Dataset rows showing where objects appear
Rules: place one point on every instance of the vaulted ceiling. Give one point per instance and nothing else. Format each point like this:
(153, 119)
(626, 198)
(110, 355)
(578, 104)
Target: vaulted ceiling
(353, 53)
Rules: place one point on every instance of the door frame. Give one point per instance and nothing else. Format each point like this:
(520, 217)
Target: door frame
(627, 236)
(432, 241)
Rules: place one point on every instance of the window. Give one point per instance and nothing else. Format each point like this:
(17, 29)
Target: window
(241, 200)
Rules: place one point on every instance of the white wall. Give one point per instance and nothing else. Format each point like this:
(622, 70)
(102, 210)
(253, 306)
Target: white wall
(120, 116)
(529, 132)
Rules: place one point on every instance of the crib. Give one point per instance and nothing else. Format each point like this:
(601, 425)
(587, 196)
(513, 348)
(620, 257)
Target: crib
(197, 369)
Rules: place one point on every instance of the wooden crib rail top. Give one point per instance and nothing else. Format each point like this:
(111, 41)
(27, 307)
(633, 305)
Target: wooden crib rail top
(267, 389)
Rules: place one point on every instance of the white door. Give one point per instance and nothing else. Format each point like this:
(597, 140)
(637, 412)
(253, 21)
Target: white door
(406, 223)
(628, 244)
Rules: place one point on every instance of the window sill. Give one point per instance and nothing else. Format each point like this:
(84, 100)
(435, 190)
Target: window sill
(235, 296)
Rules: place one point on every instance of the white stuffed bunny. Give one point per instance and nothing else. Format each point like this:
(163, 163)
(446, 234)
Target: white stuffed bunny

* [Problem]: Return all of the data above verbatim, from its first line through its last.

* [Output for this task]:
Rules: place one point on every instance of the vaulted ceiling. Give one point per instance and nothing else. Format each point like this:
(153, 119)
(626, 198)
(110, 355)
(578, 104)
Target: vaulted ceiling
(353, 53)
Rules: place one point on every instance of the door frame. Give one point per instance and nothing else. Format each point like this:
(520, 217)
Target: door frame
(627, 236)
(432, 241)
Rules: place one point on every instance of the window. Give one point per instance and nothing else. Format each point like this:
(17, 29)
Target: window
(241, 200)
Rules: place one point on every instance of the white wall. Give one point per instance and nothing else. Format each point like this:
(622, 70)
(102, 210)
(253, 306)
Target: white wall
(120, 116)
(529, 132)
Rules: place one point on every instance of the crib. Give one point per instance and nothing else. Format each point like this:
(601, 425)
(587, 196)
(513, 348)
(620, 257)
Target: crib
(197, 369)
Rules: place one point on every instance of the wooden crib rail top. Give one point per instance and nothing else. Format each point like this:
(111, 41)
(27, 307)
(633, 305)
Target: wooden crib rail top
(267, 389)
Rules: place one point on every instance of the white door. Give one point per instance and nothing else. Format each point like this:
(597, 140)
(637, 412)
(253, 21)
Target: white door
(406, 223)
(628, 244)
Rules: place one point on every instance of the window sill. Give one point per instance and nothing else. Format each point like this:
(84, 100)
(435, 190)
Target: window sill
(235, 296)
Rules: place one point on every instance of the white stuffed bunny. Give one point per instance and nothing else. Format each point like this:
(163, 163)
(446, 234)
Target: white stuffed bunny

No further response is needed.